| Soal Dikerjakan |
Ambil dari teks tentang para Nabi dan Rasul di bawah ini bagian mulai "Dengan demikian, manusia" sampai dengan "Tuhan bagi manusia.", tanpa mengubah satu kata pun.

Oleh karena itu manusia yang benar cara
hidupnya, yang ingin mencapai kesempurnaan insaniahnya dan kebahagiaan
hakikinya adalah manusia yang mengikuti program Ilahi dengan perantaraan
kitab suci-Nya, sunnah dan sirah Nabi-Nya, yang semuanya itu diajarkan
dan dicontohkan oleh para Nabi dan Rasul sebelumnya, serta Nabi dan
Rasul-Nya terakhir Muhammad Saw.
Firman Allah Swt: “Sebagaimana Kami
telah mengutus kepadamu Rasul di antara kamu yang membacakan ayat-ayat
Kami kepada kamu dan menyucikan kamu serta mengajarkan kepadamu al-kitab
dan hikmah, dan mengajarkan kepada kamu apa yang belum kamu ketahui”
(Qs. Al-Baqarah: 151), “Dia-lah (Allah) yang mengutus kepada kaum yang
buta huruf seorang Rasul di antara mereka, yang membacakan ayat-ayat-Nya
kepada mereka, menyucikan mereka dan mengajarkan kepada mereka kitab
dan hikmah. Dan sesungguhnya mereka sebelumnya benar-benar dalam
kesesatan nyata” (Qs. Al-Jum’ah:2).
Dengan demikian, manusia dalam
rangka mencapai kesempurnaan dan kebahagiaan hakikinya, supaya tidak
terjebak pada eksperimen hidup yang memerlukan waktu sangat lama dan
pengorbanan kesalahan yang sangat besar (yang mana kesalahan ini
hasilnya adalah kesengsaraan abadi di alam akhirat) maka sesuai akal dan
wahyu, mereka mesti mengikuti jalan para Nabi dan Rasul Tuhan yang
merupakan manusia sempurna pilihan Allah Swt.
Oleh karena itu, Tuhan
demi menyampaikan manusia pada kesempurnaan dan kebahagiaan abadinya
maka sesuai hikmah-Nya memberikan program hidayah kepada mereka lewat
perantara para Nabi dan Rasul-Nya, dan ini adalah bentuk karunia
terbesar Tuhan bagi manusia.
Bentuk Lain Ulasan Argumen
Manusia pada umumnya ingin mengetahui tentang persoalan-persoalan
mendasar dirinya seperti darimana ia berasal, kenapa diadakan, dan
kemana pada akhirnya dia akan kembali? Namun akal secara mandiri tidak
mampu menjelaskan persoalan-persoalan seperti ini secara mendetail.

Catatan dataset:

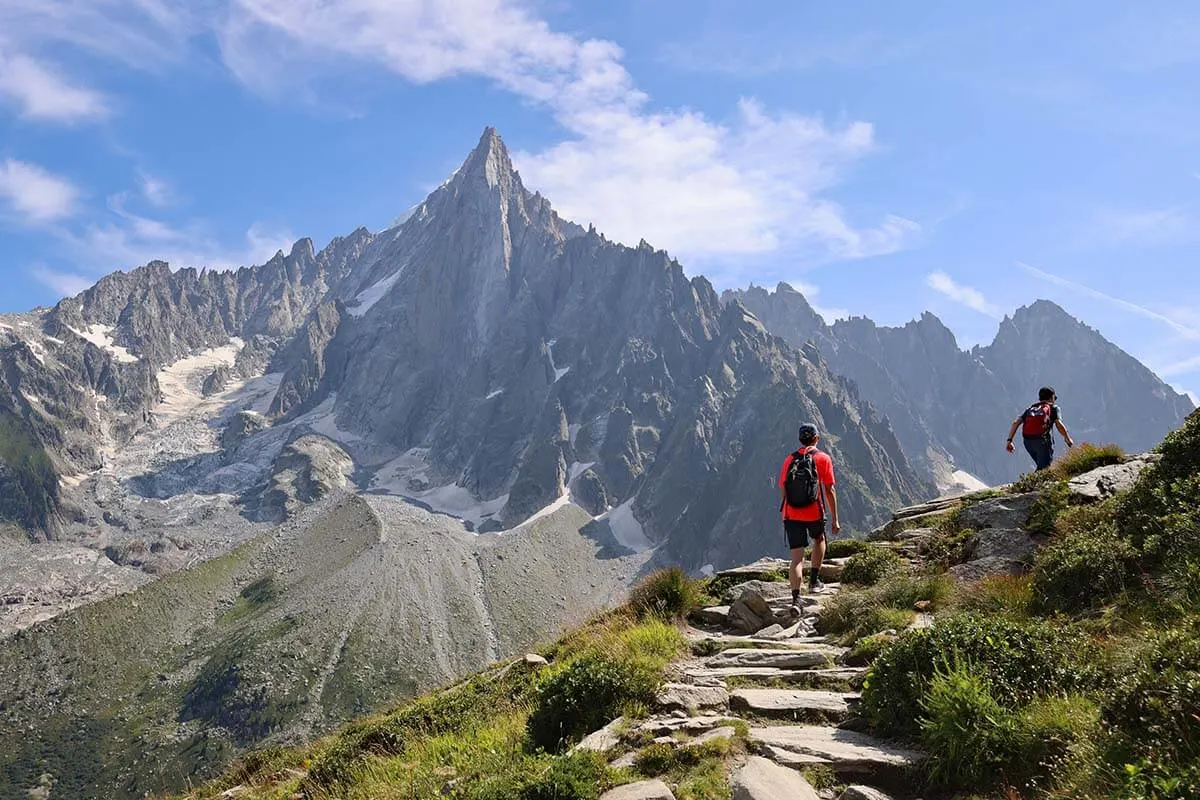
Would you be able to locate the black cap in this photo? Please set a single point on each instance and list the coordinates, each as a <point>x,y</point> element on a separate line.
<point>808,433</point>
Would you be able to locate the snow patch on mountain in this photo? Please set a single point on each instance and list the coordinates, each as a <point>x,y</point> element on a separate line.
<point>102,337</point>
<point>399,477</point>
<point>550,352</point>
<point>366,299</point>
<point>625,528</point>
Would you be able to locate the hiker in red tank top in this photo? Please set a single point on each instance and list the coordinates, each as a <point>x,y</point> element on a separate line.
<point>1037,422</point>
<point>807,479</point>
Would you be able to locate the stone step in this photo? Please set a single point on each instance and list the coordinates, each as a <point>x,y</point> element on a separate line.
<point>750,642</point>
<point>809,677</point>
<point>796,704</point>
<point>849,753</point>
<point>816,655</point>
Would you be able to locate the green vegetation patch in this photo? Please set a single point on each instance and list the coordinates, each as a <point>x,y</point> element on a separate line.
<point>1020,660</point>
<point>870,566</point>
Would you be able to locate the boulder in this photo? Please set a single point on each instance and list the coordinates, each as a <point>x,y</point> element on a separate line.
<point>759,570</point>
<point>604,739</point>
<point>653,789</point>
<point>750,613</point>
<point>760,779</point>
<point>690,697</point>
<point>769,590</point>
<point>1008,512</point>
<point>1012,543</point>
<point>1107,481</point>
<point>987,567</point>
<point>711,615</point>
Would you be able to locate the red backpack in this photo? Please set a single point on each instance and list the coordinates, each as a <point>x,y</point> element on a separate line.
<point>1036,420</point>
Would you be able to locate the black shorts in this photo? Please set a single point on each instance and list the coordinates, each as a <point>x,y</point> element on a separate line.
<point>798,533</point>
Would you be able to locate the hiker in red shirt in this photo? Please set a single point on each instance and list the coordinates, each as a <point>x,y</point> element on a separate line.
<point>1037,422</point>
<point>807,489</point>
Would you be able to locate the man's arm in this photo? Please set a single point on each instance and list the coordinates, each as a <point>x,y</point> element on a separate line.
<point>1062,429</point>
<point>832,497</point>
<point>1012,432</point>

| Penyelesaian Soal |
Dengan demikian, manusia dalam
rangka mencapai kesempurnaan dan kebahagiaan hakikinya, supaya tidak
terjebak pada eksperimen hidup yang memerlukan waktu sangat lama dan
pengorbanan kesalahan yang sangat besar (yang mana kesalahan ini
hasilnya adalah kesengsaraan abadi di alam akhirat) maka sesuai akal dan
wahyu, mereka mesti mengikuti jalan para Nabi dan Rasul Tuhan yang
merupakan manusia sempurna pilihan Allah Swt.
Oleh karena itu, Tuhan
demi menyampaikan manusia pada kesempurnaan dan kebahagiaan abadinya
maka sesuai hikmah-Nya memberikan program hidayah kepada mereka lewat
perantara para Nabi dan Rasul-Nya, dan ini adalah bentuk karunia
terbesar Tuhan bagi manusia.